[Photo-based referring expression data]
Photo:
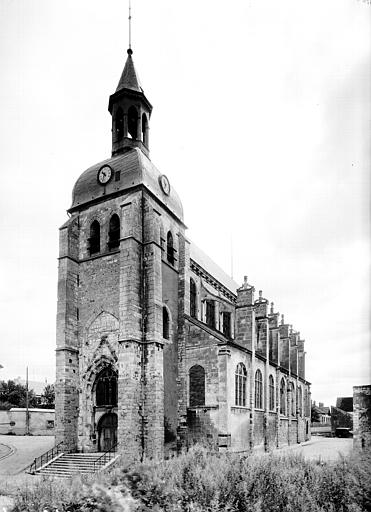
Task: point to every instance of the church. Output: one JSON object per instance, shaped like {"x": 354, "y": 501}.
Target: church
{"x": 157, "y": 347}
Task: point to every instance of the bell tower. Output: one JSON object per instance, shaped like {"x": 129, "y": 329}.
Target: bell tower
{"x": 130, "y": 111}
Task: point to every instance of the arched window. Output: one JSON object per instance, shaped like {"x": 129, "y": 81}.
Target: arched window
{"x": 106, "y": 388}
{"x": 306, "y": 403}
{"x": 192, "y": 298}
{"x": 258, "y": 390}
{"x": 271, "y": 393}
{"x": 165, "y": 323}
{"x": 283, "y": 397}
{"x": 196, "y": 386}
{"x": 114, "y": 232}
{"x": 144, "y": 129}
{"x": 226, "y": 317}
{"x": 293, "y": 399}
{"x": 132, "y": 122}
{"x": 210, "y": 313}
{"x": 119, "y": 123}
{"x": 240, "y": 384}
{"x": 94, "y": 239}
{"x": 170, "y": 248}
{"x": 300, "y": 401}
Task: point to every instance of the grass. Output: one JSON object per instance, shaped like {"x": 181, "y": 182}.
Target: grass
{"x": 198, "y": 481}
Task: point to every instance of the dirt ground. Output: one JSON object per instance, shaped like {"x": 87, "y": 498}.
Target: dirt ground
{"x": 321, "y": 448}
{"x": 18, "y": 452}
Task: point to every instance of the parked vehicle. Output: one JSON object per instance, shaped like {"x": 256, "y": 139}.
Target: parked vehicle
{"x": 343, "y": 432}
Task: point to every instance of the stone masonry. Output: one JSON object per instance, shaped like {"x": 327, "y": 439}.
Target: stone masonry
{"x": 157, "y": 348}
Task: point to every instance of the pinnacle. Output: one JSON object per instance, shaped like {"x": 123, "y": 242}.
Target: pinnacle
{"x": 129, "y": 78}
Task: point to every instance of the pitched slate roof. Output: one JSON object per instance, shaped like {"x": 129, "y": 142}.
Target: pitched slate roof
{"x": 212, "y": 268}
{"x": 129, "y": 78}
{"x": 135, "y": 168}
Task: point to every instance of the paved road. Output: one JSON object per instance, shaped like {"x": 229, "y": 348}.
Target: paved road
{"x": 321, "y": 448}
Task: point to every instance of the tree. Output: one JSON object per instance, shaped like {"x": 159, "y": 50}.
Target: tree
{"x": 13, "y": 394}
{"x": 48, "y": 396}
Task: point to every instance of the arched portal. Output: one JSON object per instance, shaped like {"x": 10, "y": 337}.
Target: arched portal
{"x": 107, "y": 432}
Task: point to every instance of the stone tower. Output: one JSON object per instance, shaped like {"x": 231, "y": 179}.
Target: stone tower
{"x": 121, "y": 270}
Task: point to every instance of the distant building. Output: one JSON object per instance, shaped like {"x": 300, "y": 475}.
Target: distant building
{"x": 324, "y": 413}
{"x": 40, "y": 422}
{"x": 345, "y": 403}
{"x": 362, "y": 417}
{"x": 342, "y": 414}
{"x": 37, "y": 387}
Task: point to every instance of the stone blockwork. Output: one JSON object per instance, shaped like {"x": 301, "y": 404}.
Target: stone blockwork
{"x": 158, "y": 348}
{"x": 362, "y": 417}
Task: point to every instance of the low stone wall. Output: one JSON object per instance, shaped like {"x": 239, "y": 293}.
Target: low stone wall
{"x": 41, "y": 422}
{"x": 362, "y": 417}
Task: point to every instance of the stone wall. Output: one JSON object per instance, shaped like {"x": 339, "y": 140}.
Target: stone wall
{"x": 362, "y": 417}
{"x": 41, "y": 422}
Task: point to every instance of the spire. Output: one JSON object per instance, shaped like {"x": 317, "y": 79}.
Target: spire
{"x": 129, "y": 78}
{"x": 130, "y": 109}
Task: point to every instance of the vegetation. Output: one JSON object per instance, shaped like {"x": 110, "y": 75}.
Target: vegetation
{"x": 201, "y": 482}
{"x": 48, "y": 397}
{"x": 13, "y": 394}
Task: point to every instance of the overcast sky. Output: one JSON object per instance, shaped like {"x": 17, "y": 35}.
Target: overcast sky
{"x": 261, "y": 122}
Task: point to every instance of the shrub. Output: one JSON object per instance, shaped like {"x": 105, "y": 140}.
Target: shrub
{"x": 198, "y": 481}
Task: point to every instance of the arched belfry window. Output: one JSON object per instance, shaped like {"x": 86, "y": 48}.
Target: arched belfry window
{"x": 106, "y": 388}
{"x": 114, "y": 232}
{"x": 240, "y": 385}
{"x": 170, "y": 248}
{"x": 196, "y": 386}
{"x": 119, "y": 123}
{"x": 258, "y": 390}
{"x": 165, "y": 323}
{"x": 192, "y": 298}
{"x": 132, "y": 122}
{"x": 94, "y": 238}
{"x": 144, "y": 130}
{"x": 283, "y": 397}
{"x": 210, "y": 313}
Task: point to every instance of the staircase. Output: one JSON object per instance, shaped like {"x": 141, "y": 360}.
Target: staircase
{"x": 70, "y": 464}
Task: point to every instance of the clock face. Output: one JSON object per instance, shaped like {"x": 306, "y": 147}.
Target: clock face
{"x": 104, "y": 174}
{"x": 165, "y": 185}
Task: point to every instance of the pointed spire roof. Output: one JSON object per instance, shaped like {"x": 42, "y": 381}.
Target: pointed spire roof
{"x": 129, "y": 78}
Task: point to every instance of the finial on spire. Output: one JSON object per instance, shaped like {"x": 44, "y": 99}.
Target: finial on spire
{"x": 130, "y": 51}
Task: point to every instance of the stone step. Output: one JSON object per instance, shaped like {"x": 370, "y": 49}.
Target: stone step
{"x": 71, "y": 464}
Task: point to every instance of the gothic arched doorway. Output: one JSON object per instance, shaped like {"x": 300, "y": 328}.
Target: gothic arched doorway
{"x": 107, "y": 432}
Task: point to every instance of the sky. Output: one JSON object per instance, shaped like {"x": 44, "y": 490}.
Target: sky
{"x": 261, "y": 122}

• _Aim of the exercise_:
Without the pictures, copy out each entry exactly as it stands.

• _Your response_:
Photo:
Task: point to every instance of the church. Output: one JSON object per instance, shaped like {"x": 354, "y": 501}.
Target: church
{"x": 157, "y": 347}
Task: point to every instance of the bell tower. Output: one JSON object per instance, shaped like {"x": 129, "y": 329}.
Target: bell tower
{"x": 130, "y": 111}
Task: point to every instance of the arched window. Output: one JSON object per instance, shaped like {"x": 129, "y": 81}.
Target: arched window
{"x": 106, "y": 388}
{"x": 306, "y": 403}
{"x": 192, "y": 298}
{"x": 258, "y": 390}
{"x": 271, "y": 393}
{"x": 165, "y": 323}
{"x": 283, "y": 397}
{"x": 196, "y": 386}
{"x": 114, "y": 232}
{"x": 144, "y": 129}
{"x": 226, "y": 317}
{"x": 293, "y": 399}
{"x": 132, "y": 122}
{"x": 210, "y": 313}
{"x": 119, "y": 123}
{"x": 240, "y": 384}
{"x": 94, "y": 239}
{"x": 170, "y": 248}
{"x": 300, "y": 401}
Task: point to every instance of the grass. Output: one JSON object per instance, shaped like {"x": 181, "y": 182}.
Target: grass
{"x": 198, "y": 481}
Task: point to every instance of the dirt ground. Output: one JSON object per instance, shaped like {"x": 87, "y": 498}.
Target: dirt ground
{"x": 321, "y": 448}
{"x": 18, "y": 452}
Task: point to every instance of the parked vehicle. Output: one JSON object per instance, shaped like {"x": 256, "y": 139}.
Target: parked vehicle
{"x": 343, "y": 432}
Task: point to every instance of the stone masonry. Output: one JSON object per instance, shaped like {"x": 327, "y": 439}.
Target: stone masonry
{"x": 157, "y": 348}
Task: point to every instance of the pinnacle. Output: one JSON object per instance, shaped like {"x": 123, "y": 242}.
Target: pinnacle
{"x": 129, "y": 78}
Task: point to every instance of the pitched slate roof. Output: one JSON object per instance, shaped like {"x": 129, "y": 142}.
Target: pitched slate roof
{"x": 212, "y": 268}
{"x": 129, "y": 78}
{"x": 135, "y": 168}
Task: point to every instance of the paved road. Output: one JSON object per instance, shaped like {"x": 229, "y": 348}.
Target: paved road
{"x": 321, "y": 448}
Task: point to every instance of the tree. Output: one JSON object per instance, shaped like {"x": 159, "y": 50}.
Target: tree
{"x": 13, "y": 394}
{"x": 48, "y": 396}
Task: point to every instance of the arched portal. Output: one JSON object per instance, shaped like {"x": 10, "y": 337}.
Target: arched portal
{"x": 107, "y": 432}
Task: point to every instance of the stone tower. Output: one JSON object per instance, shaped like {"x": 231, "y": 179}.
Target: stone tower
{"x": 121, "y": 270}
Task: point to every instance of the distant building. Output: one JSON object per instance, shaped like {"x": 300, "y": 475}.
Target: distant building
{"x": 324, "y": 413}
{"x": 40, "y": 422}
{"x": 345, "y": 403}
{"x": 362, "y": 417}
{"x": 342, "y": 414}
{"x": 37, "y": 387}
Task: point to every instance of the stone blockwork. Output: one JSON object per instance, shaped like {"x": 301, "y": 404}.
Target: stone blockwork
{"x": 158, "y": 348}
{"x": 362, "y": 417}
Task: point to every instance of the low stone wall. Output: one JSON object per instance, shaped like {"x": 239, "y": 293}.
Target: low stone wall
{"x": 41, "y": 422}
{"x": 362, "y": 417}
Task: point to every instance of the stone wall. Output: one JSON object per instance, shaped like {"x": 339, "y": 140}.
Target: stone wall
{"x": 362, "y": 417}
{"x": 41, "y": 422}
Task: point to every instance of the spire. Output: one JSON object per instance, shaped like {"x": 317, "y": 79}.
Target: spire
{"x": 129, "y": 78}
{"x": 130, "y": 109}
Task: point to every instance of the vegetation. Output: one JSON object per instance, shaped like {"x": 110, "y": 75}.
Target: vegetation
{"x": 201, "y": 482}
{"x": 48, "y": 397}
{"x": 13, "y": 394}
Task: point to every instance of the overcast sky. Output: one JSON object per instance, shaped like {"x": 17, "y": 35}.
Target: overcast sky
{"x": 261, "y": 122}
Task: point to every instance of the shrub. Output: one JSON object per instance, shaped like {"x": 105, "y": 140}.
Target: shrub
{"x": 198, "y": 481}
Task: point to every instance of the arched belfry window. Output: one JSON object per instance, shaped like {"x": 86, "y": 48}.
Target: arched belfry window
{"x": 106, "y": 388}
{"x": 114, "y": 232}
{"x": 240, "y": 385}
{"x": 170, "y": 248}
{"x": 196, "y": 386}
{"x": 119, "y": 123}
{"x": 258, "y": 390}
{"x": 165, "y": 323}
{"x": 192, "y": 298}
{"x": 132, "y": 122}
{"x": 94, "y": 238}
{"x": 144, "y": 130}
{"x": 283, "y": 397}
{"x": 210, "y": 313}
Task: point to every instance of the staircase. Output: one JSON object per instance, shaped like {"x": 141, "y": 360}.
Target: staircase
{"x": 70, "y": 464}
Task: point to every instance of the clock face. Output: one JSON object per instance, shaped like {"x": 306, "y": 147}.
Target: clock face
{"x": 104, "y": 174}
{"x": 165, "y": 185}
Task: point to every instance of the pointed spire roof. Output: one JSON object per instance, shaped like {"x": 42, "y": 381}.
Target: pointed spire roof
{"x": 129, "y": 78}
Task: point to every instance of the finial on spire. Output: one JSON object per instance, shaped like {"x": 44, "y": 99}.
Target: finial on spire
{"x": 130, "y": 51}
Task: point to every instance of the stone step. Output: one JSON object per instance, shaped like {"x": 370, "y": 49}.
Target: stone step
{"x": 71, "y": 464}
Task: point to every instance of the gothic arched doorway. Output: one JSON object per instance, shaped like {"x": 300, "y": 328}.
Target: gothic arched doorway
{"x": 107, "y": 432}
Task: point to every instance of the sky. Output: one JSON object per instance, shaped like {"x": 44, "y": 490}.
Target: sky
{"x": 261, "y": 122}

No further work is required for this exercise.